▶ _Exercise brief_
How many lines of the records contain the word "would"? Reply with the number alone.

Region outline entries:
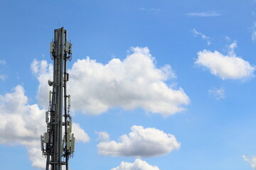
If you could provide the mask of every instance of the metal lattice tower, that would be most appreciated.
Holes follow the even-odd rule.
[[[46,157],[46,170],[62,170],[63,166],[68,170],[68,160],[75,149],[70,96],[66,92],[67,61],[72,59],[72,44],[68,41],[68,31],[63,27],[54,30],[50,52],[53,60],[53,81],[49,79],[48,84],[53,91],[49,92],[49,110],[46,113],[47,132],[41,135],[41,149]]]

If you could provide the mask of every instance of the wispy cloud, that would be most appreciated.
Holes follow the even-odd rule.
[[[203,38],[203,40],[206,40],[208,45],[210,45],[210,38],[209,37],[206,36],[206,35],[204,35],[204,34],[203,34],[201,33],[199,33],[196,29],[193,29],[192,33],[193,33],[195,37],[196,37],[197,35],[199,35]]]
[[[212,17],[212,16],[221,16],[222,14],[215,11],[205,11],[205,12],[193,12],[186,13],[186,16],[198,16],[198,17]]]

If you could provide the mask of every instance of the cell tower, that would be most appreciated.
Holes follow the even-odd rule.
[[[46,113],[47,132],[41,136],[41,149],[46,158],[46,170],[61,170],[63,166],[68,170],[68,160],[75,149],[70,96],[66,91],[67,61],[72,59],[72,44],[68,41],[68,31],[63,27],[54,30],[50,52],[53,60],[53,81],[49,79],[48,84],[53,90],[49,92],[49,109]]]

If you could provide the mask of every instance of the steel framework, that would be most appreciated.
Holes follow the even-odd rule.
[[[69,75],[67,61],[72,59],[72,44],[68,41],[68,31],[63,27],[54,30],[50,52],[53,60],[53,81],[49,79],[48,84],[53,90],[49,92],[49,109],[46,113],[47,132],[41,137],[41,149],[46,158],[46,170],[62,170],[63,166],[68,170],[68,160],[75,149],[70,96],[66,91]]]

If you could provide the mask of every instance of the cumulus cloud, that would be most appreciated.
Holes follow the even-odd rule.
[[[149,157],[166,154],[178,149],[181,144],[174,135],[156,128],[134,125],[129,135],[114,140],[100,142],[97,147],[102,155]]]
[[[236,46],[235,42],[229,46],[228,55],[218,51],[200,51],[195,64],[208,69],[211,74],[222,79],[245,79],[254,76],[255,67],[236,56],[234,52]]]
[[[189,98],[181,88],[173,89],[165,83],[176,77],[171,66],[156,68],[147,47],[132,48],[132,52],[123,61],[114,58],[106,64],[89,57],[78,60],[68,71],[72,108],[90,115],[115,106],[125,110],[142,108],[165,116],[183,110],[183,105],[189,103]],[[40,82],[40,103],[48,106],[43,98],[53,67],[46,61],[35,60],[31,69]]]
[[[186,13],[188,16],[198,16],[198,17],[213,17],[221,16],[222,14],[215,11],[205,11],[205,12],[193,12]]]
[[[111,170],[159,170],[156,166],[151,166],[146,162],[136,159],[134,163],[122,162],[120,165]]]
[[[0,74],[0,80],[5,80],[6,76],[4,74]]]
[[[223,87],[215,88],[213,87],[212,89],[208,91],[210,96],[213,96],[216,100],[220,100],[225,98],[225,90]]]
[[[95,132],[98,135],[99,137],[97,140],[99,141],[108,141],[110,140],[110,135],[107,132]]]
[[[256,156],[251,156],[250,158],[247,158],[245,155],[242,155],[242,157],[245,162],[247,162],[250,164],[253,170],[256,169]]]
[[[0,95],[0,144],[26,147],[32,166],[44,169],[46,160],[41,157],[40,135],[46,130],[45,110],[37,104],[28,103],[21,86],[16,86],[11,93]],[[78,124],[74,123],[73,131],[78,141],[89,140]]]
[[[199,33],[196,29],[193,29],[192,33],[193,33],[195,37],[196,37],[197,35],[199,35],[199,36],[201,36],[203,40],[206,40],[208,45],[210,45],[210,38],[209,37],[206,36],[206,35],[204,35],[204,34],[203,34],[201,33]]]

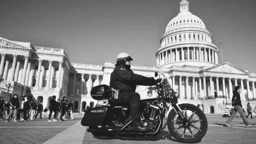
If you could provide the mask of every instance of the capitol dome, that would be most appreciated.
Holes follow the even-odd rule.
[[[156,53],[162,67],[218,64],[218,48],[203,21],[189,10],[189,2],[179,3],[179,12],[167,25]]]

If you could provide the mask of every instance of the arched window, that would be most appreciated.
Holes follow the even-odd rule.
[[[188,55],[186,51],[184,51],[184,59],[185,60],[187,60],[187,55]]]
[[[74,109],[78,109],[78,102],[77,101],[75,101],[74,102]]]
[[[189,60],[192,60],[192,51],[189,51]]]
[[[179,52],[179,60],[181,60],[181,51]]]

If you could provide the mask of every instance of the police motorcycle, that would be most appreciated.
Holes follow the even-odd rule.
[[[193,104],[178,104],[178,99],[163,72],[160,68],[159,71],[160,75],[157,72],[155,73],[156,77],[159,77],[156,80],[154,86],[148,88],[158,95],[154,97],[141,100],[139,115],[141,123],[147,127],[147,131],[139,132],[132,128],[129,126],[131,121],[124,125],[130,114],[129,108],[111,105],[88,109],[81,121],[82,125],[89,126],[87,132],[95,137],[113,137],[116,134],[157,136],[167,126],[171,134],[180,142],[193,143],[200,141],[207,130],[205,115]],[[94,87],[90,93],[92,98],[97,100],[107,100],[114,95],[106,85]]]

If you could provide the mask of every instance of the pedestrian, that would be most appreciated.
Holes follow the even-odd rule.
[[[242,108],[242,107],[241,104],[241,100],[240,99],[240,93],[241,92],[241,89],[240,86],[237,86],[235,87],[235,90],[233,91],[233,97],[232,97],[232,110],[231,112],[230,117],[228,118],[228,120],[226,122],[225,125],[227,126],[230,127],[232,127],[231,125],[231,122],[235,117],[237,112],[238,111],[239,114],[241,115],[241,117],[243,119],[243,122],[245,124],[247,128],[252,128],[253,126],[253,125],[250,123],[246,118],[245,114],[243,111]]]
[[[58,100],[57,100],[57,115],[56,116],[56,119],[58,120],[58,115],[59,114],[60,114],[60,109],[61,109],[61,107],[60,107],[60,100],[59,99],[58,99]],[[59,116],[59,119],[60,120],[60,117]]]
[[[73,102],[74,101],[73,100],[71,100],[70,102],[68,103],[68,115],[69,115],[70,114],[70,117],[69,116],[68,118],[71,118],[71,120],[74,119],[73,117],[73,114],[72,113],[73,111]]]
[[[10,112],[10,105],[8,103],[8,101],[7,100],[6,101],[5,103],[4,104],[4,113],[5,115],[4,117],[4,118],[6,118],[9,114],[9,113]]]
[[[43,118],[43,116],[45,115],[46,115],[46,117],[48,117],[48,115],[47,115],[47,111],[48,111],[48,109],[47,109],[47,107],[45,107],[45,108],[43,110],[43,114],[42,115],[42,117]]]
[[[37,105],[37,102],[35,102],[35,104],[34,104],[34,107],[33,108],[33,113],[34,114],[34,115],[33,116],[33,118],[34,119],[35,118],[35,116],[36,116],[36,114],[37,113],[37,111],[38,111],[38,105]]]
[[[33,120],[34,119],[33,118],[33,117],[34,116],[34,105],[35,103],[34,103],[34,100],[32,99],[31,100],[31,103],[30,103],[30,105],[29,106],[29,118],[30,117],[30,120]]]
[[[246,117],[246,118],[248,118],[248,117],[249,116],[249,115],[250,115],[251,118],[252,118],[252,107],[250,106],[249,102],[247,103],[247,105],[246,106],[247,106],[247,113],[248,114],[248,115]]]
[[[0,120],[4,119],[4,98],[1,96],[0,97]]]
[[[13,97],[11,99],[10,101],[10,112],[8,115],[6,117],[6,122],[9,122],[9,118],[11,115],[13,113],[13,115],[14,116],[14,121],[15,122],[18,122],[17,119],[17,109],[19,107],[19,101],[18,99],[18,95],[14,94]]]
[[[35,116],[35,118],[36,119],[36,117],[38,115],[38,114],[40,114],[39,118],[42,119],[42,111],[43,110],[43,101],[40,101],[40,103],[38,106],[38,112]]]
[[[28,101],[28,99],[24,96],[21,96],[19,99],[21,100],[21,103],[19,106],[19,110],[18,111],[17,117],[19,121],[21,121],[22,119],[21,118],[21,115],[22,113],[23,113],[23,117],[24,117],[24,118],[23,119],[24,122],[25,122],[27,121],[26,109],[26,108],[24,108],[24,106],[26,104],[25,103]],[[26,108],[25,107],[25,108]]]
[[[60,104],[60,107],[61,108],[61,114],[60,115],[60,121],[64,121],[63,119],[63,116],[65,114],[66,111],[66,107],[67,106],[67,103],[68,101],[67,100],[67,98],[65,96],[63,96],[62,97],[62,100],[61,100],[61,103]]]
[[[49,120],[48,122],[57,122],[58,121],[55,119],[56,118],[56,115],[57,114],[57,103],[55,100],[56,96],[53,96],[50,100],[50,106],[49,106],[49,110],[50,110],[50,114],[49,114]],[[53,120],[51,120],[51,116],[53,111],[54,112],[53,116]]]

▶ _Output for this task_
9